# WRITTEN PROBLEM 1
Decide whether each statement agrees with the pen body shaping thread, answering yes or no and quoting the deciding words: (a) For offset turning, the circle on each end is divided into three segments 120 degrees apart. (b) Shawn Newton shapes the bodies with a router. (c) In draw filing, the files have parts of both ends ground smooth.
# WRITTEN PROBLEM 2
According to the pen body shaping thread, why are parts of both ends of the files ground smooth in draw filing? Answer in one to three sentences.
# WRITTEN PROBLEM 3
From the pen body shaping thread, reproduce everything from "1. I drew a" down to "on a clock.".

# SOURCE DOCUMENT
○ ○ ○ ○
# Pen body shaping



## ajsmalls (Jun 6, 2020)

Hello all,

I’m new to kitless pen making and I’ve seen designs with a triangular shaped body any insight into how this is done? And how one would sand and finish it? Thanks in advance for responses.


----------



## Dieseldoc (Jun 6, 2020)

Milling device, could be router set up.


----------



## jttheclockman (Jun 6, 2020)

Agreed, either done by hand or some sort of milling device or router set up.


----------



## Jarod888 (Jun 6, 2020)

In tool handles, its done between centers by creating an offset.  Essentially, you draw a circle on each end of the blank, then you divide that circle into 3 even segments, so 120 degrees of separation. You then label each point A, B and C respectively. When you mount between centers, you put point A on one end to point C on the other end and turn the object, this will create an offset, once you have a shape you like, you rotate points, so B to A, repeat the turning, then finally C to B. This creates and off set turning. Once you have you're desired shape, you would place it back directly between centers and true one end to create you're tennon. Theoretically, you could do this with a kitless pen, but your points and circle would have to be precise.

I have some spare ebonite rods, maybe I'll try it.


----------



## wouldentu2? (Jun 6, 2020)

You might try a router setup.


----------



## anthonyd (Jun 7, 2020)

Hi A.J,
Here is a link to one of the videos by Shawn Newton on Youtube. He does them by hand with a file. He has other videos showing how he sands them.





Tony


----------



## dogcatcher (Jun 7, 2020)

After watching the video, I remembered the process called "draw filing" that is/was done on the old muzzleloader rifles to make hexagon barrels out of round barrels.  Basically it is an indexing feature on a jig, that also prevents the file from going past a certain point.  The files usually have parts of both ends ground smooth so that they do not file down the jig.  The cutting part of the file is drawn across the barrel until the smooth part of the file reaches the stop point.


----------



## Jarod888 (Jun 7, 2020)

So I tried an experiment of the process I described above.
I used a large piece of ebonite, and turned it between centers to get the ends trued to round. 
1. I drew a circle on each end leaving about 1/16 of an inch from the outer diameter. 
2. Using the center of the rod as reference, I placed my calipers length wise along the blank, each end of the caliper disected the exact center. On each end, I made a mark, imagine looking directly at the face, this mark is 12 on a clock.
○ ○ ○ ○
# LISTED ENTRIES
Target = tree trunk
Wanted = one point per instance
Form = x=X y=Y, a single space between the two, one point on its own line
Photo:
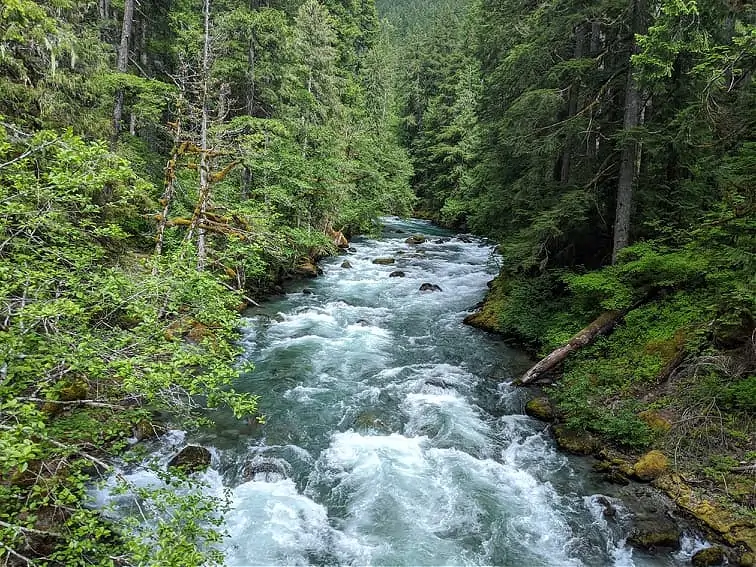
x=629 y=162
x=251 y=78
x=204 y=193
x=601 y=326
x=122 y=63
x=572 y=109
x=170 y=179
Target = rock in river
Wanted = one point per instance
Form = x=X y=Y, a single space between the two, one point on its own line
x=191 y=458
x=708 y=557
x=540 y=408
x=430 y=287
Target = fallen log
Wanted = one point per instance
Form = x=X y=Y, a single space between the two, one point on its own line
x=601 y=326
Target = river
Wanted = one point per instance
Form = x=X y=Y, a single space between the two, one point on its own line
x=392 y=435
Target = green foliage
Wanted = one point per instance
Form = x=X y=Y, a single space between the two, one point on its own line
x=296 y=103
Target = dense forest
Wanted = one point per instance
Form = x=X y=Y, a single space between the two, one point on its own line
x=165 y=165
x=162 y=166
x=610 y=149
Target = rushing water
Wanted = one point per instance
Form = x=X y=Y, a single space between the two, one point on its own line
x=392 y=435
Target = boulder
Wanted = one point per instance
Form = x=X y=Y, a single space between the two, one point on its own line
x=338 y=238
x=145 y=429
x=191 y=458
x=430 y=287
x=540 y=408
x=650 y=466
x=574 y=442
x=708 y=557
x=368 y=420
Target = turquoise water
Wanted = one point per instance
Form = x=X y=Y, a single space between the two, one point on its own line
x=392 y=436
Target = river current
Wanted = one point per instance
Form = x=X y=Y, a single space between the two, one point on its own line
x=392 y=435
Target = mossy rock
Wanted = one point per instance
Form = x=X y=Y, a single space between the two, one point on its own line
x=734 y=529
x=655 y=421
x=651 y=538
x=488 y=317
x=540 y=408
x=74 y=391
x=650 y=466
x=708 y=557
x=577 y=443
x=191 y=458
x=307 y=269
x=199 y=332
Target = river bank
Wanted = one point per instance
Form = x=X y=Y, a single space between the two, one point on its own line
x=703 y=453
x=392 y=435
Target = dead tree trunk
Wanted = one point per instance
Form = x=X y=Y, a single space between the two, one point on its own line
x=601 y=326
x=122 y=64
x=629 y=164
x=572 y=107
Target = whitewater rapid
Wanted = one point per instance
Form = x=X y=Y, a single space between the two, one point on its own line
x=392 y=434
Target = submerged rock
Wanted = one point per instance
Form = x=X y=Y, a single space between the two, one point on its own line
x=650 y=466
x=540 y=408
x=651 y=538
x=438 y=383
x=708 y=557
x=609 y=512
x=430 y=287
x=267 y=470
x=191 y=458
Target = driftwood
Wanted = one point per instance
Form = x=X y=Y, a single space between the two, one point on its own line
x=601 y=326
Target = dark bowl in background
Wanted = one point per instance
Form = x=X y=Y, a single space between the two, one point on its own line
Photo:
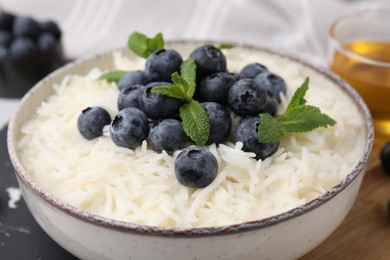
x=19 y=75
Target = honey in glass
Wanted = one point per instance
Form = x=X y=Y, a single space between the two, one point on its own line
x=363 y=60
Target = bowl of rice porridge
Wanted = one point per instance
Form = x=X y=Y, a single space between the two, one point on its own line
x=101 y=200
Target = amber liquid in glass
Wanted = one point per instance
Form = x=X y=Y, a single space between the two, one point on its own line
x=371 y=80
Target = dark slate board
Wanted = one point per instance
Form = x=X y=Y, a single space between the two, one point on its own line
x=20 y=235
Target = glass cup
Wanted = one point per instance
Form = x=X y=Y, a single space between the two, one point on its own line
x=359 y=52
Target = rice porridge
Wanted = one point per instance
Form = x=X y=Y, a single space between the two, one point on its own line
x=139 y=186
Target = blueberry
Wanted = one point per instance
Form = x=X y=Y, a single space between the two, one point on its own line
x=246 y=98
x=133 y=78
x=161 y=64
x=129 y=128
x=208 y=60
x=196 y=167
x=129 y=96
x=215 y=87
x=46 y=41
x=3 y=52
x=5 y=38
x=158 y=106
x=237 y=76
x=22 y=47
x=220 y=122
x=6 y=21
x=52 y=28
x=91 y=122
x=250 y=71
x=168 y=135
x=25 y=26
x=385 y=157
x=246 y=132
x=273 y=83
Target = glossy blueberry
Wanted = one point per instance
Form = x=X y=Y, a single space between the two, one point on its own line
x=161 y=64
x=250 y=71
x=91 y=122
x=208 y=60
x=273 y=83
x=22 y=47
x=246 y=98
x=6 y=21
x=52 y=28
x=3 y=52
x=246 y=132
x=5 y=38
x=25 y=26
x=237 y=76
x=196 y=167
x=385 y=157
x=215 y=87
x=168 y=135
x=129 y=128
x=129 y=96
x=133 y=78
x=158 y=106
x=46 y=41
x=220 y=122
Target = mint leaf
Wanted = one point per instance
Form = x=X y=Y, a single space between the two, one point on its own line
x=143 y=46
x=196 y=122
x=195 y=119
x=305 y=118
x=298 y=97
x=225 y=46
x=169 y=90
x=188 y=73
x=112 y=76
x=270 y=130
x=298 y=117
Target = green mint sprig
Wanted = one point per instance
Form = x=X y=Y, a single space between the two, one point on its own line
x=298 y=117
x=143 y=46
x=112 y=76
x=195 y=120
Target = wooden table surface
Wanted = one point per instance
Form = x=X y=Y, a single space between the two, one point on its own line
x=365 y=232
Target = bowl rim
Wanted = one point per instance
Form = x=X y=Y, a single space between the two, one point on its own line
x=192 y=232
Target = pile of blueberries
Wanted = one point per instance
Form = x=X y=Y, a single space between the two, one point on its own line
x=23 y=36
x=146 y=115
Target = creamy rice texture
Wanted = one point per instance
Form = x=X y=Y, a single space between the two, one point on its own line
x=139 y=186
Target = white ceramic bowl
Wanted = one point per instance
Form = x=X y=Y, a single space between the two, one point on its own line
x=288 y=235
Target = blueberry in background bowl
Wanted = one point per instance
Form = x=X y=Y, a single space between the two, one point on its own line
x=29 y=50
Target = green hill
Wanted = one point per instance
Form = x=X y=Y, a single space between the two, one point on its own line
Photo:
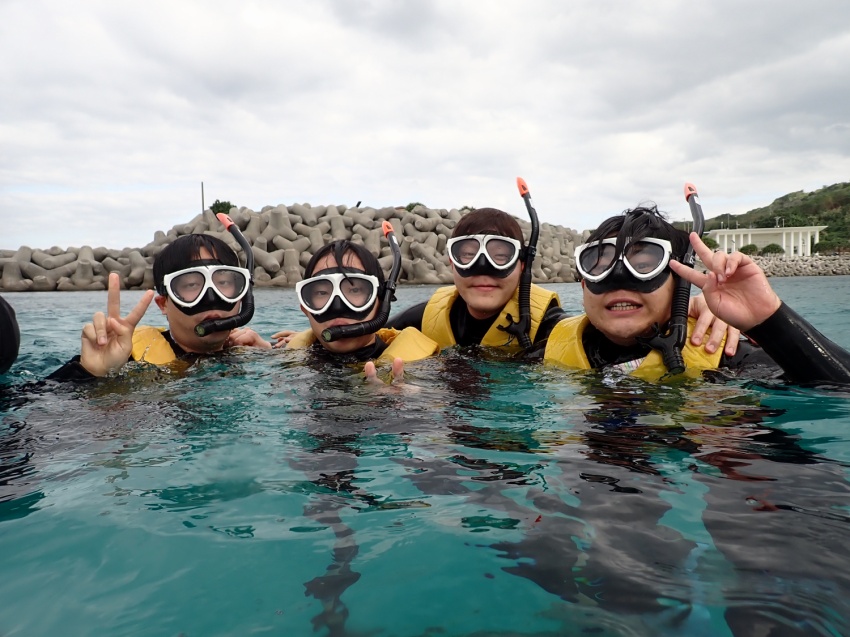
x=827 y=206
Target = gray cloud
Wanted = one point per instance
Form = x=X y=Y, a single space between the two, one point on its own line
x=110 y=122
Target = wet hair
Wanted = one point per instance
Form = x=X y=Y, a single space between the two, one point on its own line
x=338 y=249
x=639 y=223
x=183 y=251
x=488 y=221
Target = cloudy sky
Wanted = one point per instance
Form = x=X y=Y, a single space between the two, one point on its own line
x=113 y=113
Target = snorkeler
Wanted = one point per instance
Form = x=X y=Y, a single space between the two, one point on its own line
x=630 y=266
x=486 y=254
x=203 y=293
x=488 y=259
x=10 y=336
x=347 y=300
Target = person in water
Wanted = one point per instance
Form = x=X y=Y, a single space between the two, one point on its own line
x=344 y=285
x=629 y=267
x=486 y=256
x=10 y=336
x=198 y=280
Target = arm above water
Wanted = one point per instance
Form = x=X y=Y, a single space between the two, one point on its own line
x=10 y=336
x=738 y=292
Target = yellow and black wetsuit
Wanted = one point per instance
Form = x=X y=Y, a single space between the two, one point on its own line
x=446 y=319
x=788 y=348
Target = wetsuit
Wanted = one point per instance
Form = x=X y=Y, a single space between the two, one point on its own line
x=74 y=371
x=10 y=336
x=468 y=330
x=790 y=348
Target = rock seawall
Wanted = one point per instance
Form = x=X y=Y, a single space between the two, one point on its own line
x=283 y=238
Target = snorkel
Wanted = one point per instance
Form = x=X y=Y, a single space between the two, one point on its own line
x=522 y=328
x=670 y=344
x=339 y=332
x=247 y=311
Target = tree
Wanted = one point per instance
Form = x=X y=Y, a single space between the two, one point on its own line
x=771 y=249
x=221 y=206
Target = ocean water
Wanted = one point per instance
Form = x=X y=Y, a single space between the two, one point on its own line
x=258 y=493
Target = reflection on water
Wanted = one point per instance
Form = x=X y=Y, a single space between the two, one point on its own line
x=266 y=492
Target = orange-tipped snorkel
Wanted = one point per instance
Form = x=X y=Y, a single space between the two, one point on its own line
x=339 y=332
x=246 y=312
x=522 y=328
x=670 y=344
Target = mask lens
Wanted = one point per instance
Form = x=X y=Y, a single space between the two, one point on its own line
x=597 y=259
x=356 y=291
x=501 y=252
x=316 y=294
x=187 y=287
x=229 y=283
x=644 y=257
x=465 y=251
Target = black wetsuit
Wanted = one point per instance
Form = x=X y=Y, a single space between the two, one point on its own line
x=468 y=330
x=74 y=371
x=10 y=336
x=790 y=348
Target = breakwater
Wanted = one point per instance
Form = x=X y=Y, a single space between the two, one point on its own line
x=282 y=239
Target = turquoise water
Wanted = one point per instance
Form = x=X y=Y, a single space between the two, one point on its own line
x=259 y=494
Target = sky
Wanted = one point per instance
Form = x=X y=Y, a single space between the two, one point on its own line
x=112 y=114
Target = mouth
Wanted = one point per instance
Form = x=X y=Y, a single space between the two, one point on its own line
x=623 y=306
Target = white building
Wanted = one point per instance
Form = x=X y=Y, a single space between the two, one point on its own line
x=797 y=241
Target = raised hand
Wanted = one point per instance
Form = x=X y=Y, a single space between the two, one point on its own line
x=372 y=374
x=698 y=309
x=735 y=288
x=107 y=341
x=283 y=337
x=247 y=337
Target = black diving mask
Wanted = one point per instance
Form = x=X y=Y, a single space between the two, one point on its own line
x=641 y=266
x=338 y=293
x=207 y=286
x=484 y=255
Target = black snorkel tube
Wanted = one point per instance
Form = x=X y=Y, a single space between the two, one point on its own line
x=339 y=332
x=522 y=328
x=247 y=311
x=670 y=344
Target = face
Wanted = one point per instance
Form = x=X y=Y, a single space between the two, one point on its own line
x=345 y=345
x=485 y=296
x=621 y=315
x=182 y=325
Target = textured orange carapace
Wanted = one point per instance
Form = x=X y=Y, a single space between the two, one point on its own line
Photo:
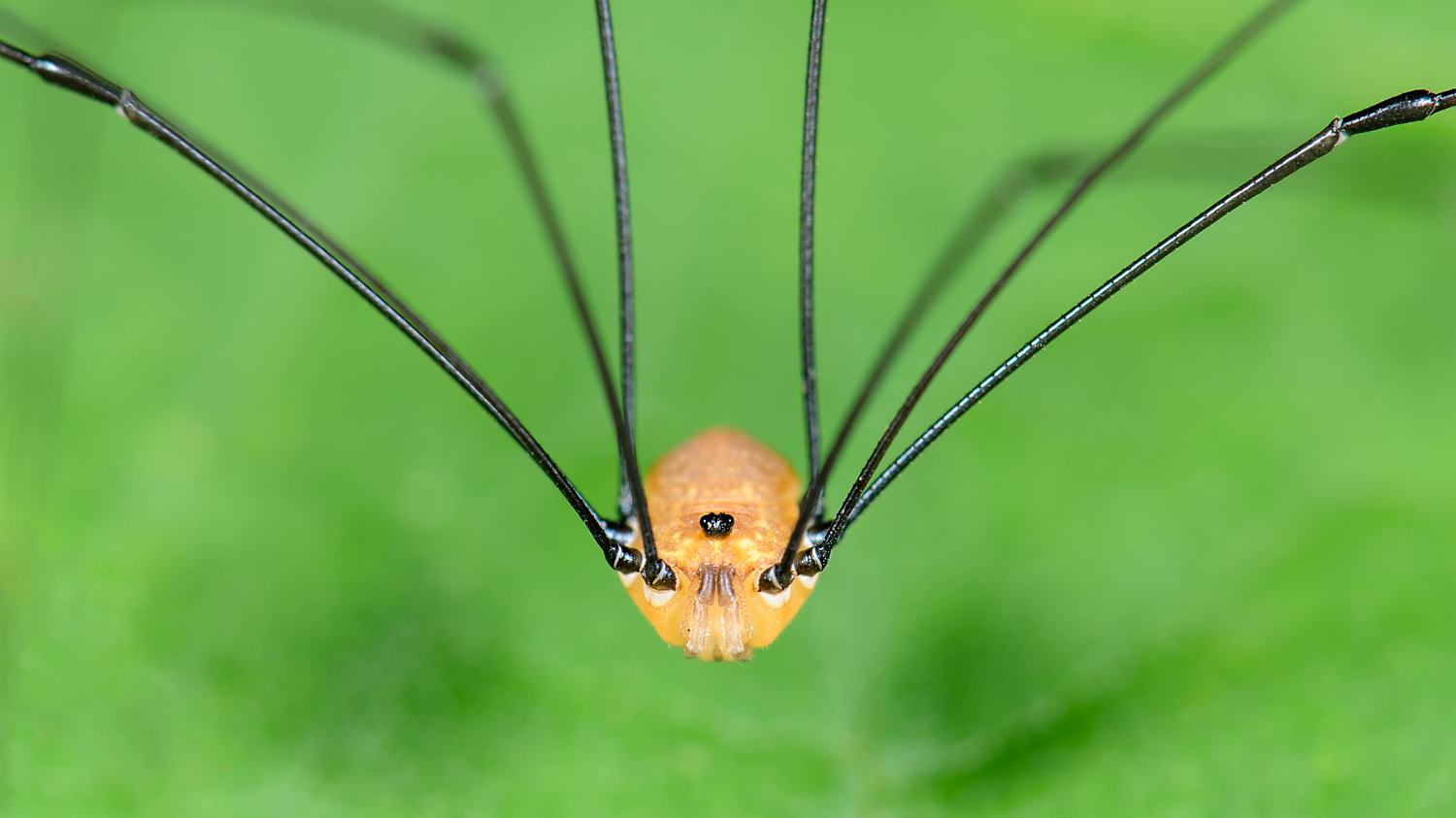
x=716 y=610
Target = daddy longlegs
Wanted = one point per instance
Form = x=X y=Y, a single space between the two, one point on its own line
x=719 y=543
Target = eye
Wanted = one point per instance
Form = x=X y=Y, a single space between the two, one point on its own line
x=716 y=524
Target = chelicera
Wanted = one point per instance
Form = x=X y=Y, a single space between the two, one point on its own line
x=721 y=541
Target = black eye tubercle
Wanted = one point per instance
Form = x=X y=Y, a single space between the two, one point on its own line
x=716 y=524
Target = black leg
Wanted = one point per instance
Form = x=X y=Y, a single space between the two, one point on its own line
x=1200 y=75
x=634 y=503
x=810 y=376
x=79 y=79
x=1411 y=107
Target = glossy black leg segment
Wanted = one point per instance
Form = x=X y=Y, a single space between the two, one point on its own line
x=634 y=500
x=780 y=575
x=809 y=372
x=69 y=75
x=415 y=35
x=1397 y=111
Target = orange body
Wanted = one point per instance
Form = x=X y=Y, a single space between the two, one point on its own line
x=716 y=610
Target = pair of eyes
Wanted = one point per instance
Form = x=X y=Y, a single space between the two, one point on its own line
x=716 y=524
○ ○ ○ ○
# CORRECT RESULT 1
(a) Yes: "divide that circle into 3 even segments, so 120 degrees of separation"
(b) No: "He does them by hand with a file."
(c) Yes: "The files usually have parts of both ends ground smooth so that they do not file down the jig."

# CORRECT RESULT 2
The ends are ground smooth so that the files do not file down the jig. The cutting part is drawn across the barrel until the smooth part reaches the stop point.

# CORRECT RESULT 3
1. I drew a circle on each end leaving about 1/16 of an inch from the outer diameter. 
2. Using the center of the rod as reference, I placed my calipers length wise along the blank, each end of the caliper disected the exact center. On each end, I made a mark, imagine looking directly at the face, this mark is 12 on a clock.